• THE EXERCISE: In the forum thread below, what does storystarling suspect would be the bottleneck when training on hardware 12 or more years old?

• QUOTED PASSAGE:
┌────────

There’s just no reasonable way of catching modern hardware with old hardware+time/electricity.

fc417fc802 4 hours ago | parent [-]

Training methods and architectures keep getting more efficient by leaps and bounds and scaling up was well into the realm of diminishing returns last I checked. The necessity of exceeding 100B seems questionable. Just because you can get some benefits by piling ever more data on doesn't necessarily mean you have to.

Also keep in mind we aren't talking about a small company wanting to do competitive R&D on a frontier model. We're talking about a world superpower that operates nuclear reactors and built something the size of the three gorges dam deciding that a thing is strategically necessary. If they were willing to spend the money I am absolutely certain that they could pull it off.

storystarling 5 hours ago | parent | prev [-]

I suspect the bottleneck on 12+ year old hardware wouldn't be power but the interconnects. SOTA training is bound by gradient synchronization latency. Without NVLink you hit a hard wall where the compute spends most of its time waiting on PCIe or ethernet.

fc417fc802 4 hours ago | parent [-]

Fair point. Though if this were actually attempted I imagine it would start with making changes to the model architecture, the physical hardware, or both.

My hypothetical is probably somewhat over the top given that isn't China somewhere in the vicinity of 7 nm at present?

mytailorisrich 5 hours ago | parent | prev | next [-]

Mainland China has no interest in destroying the fabs in Taiwan, quite the opposite.

Taiwan might go scorched Earth and destroy them but that sounds more like a threat to foster US' support.

For the US the threat is either destruction of the fabs or China leverage against them if they get to control the fabs.

stefan_ 7 hours ago | parent | prev [-]

Hiring people isn't espionage. Key talent leaving a dominant manufacturer for a paycheck at a struggling competitor and bringing their knowledge is just about the basis of capitalism.

└────────

• RECORDED INFORMATION:

┌────────

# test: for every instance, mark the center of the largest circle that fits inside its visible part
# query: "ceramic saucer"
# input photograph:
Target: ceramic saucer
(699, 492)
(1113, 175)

└────────

• RESULT: The interconnects, not power.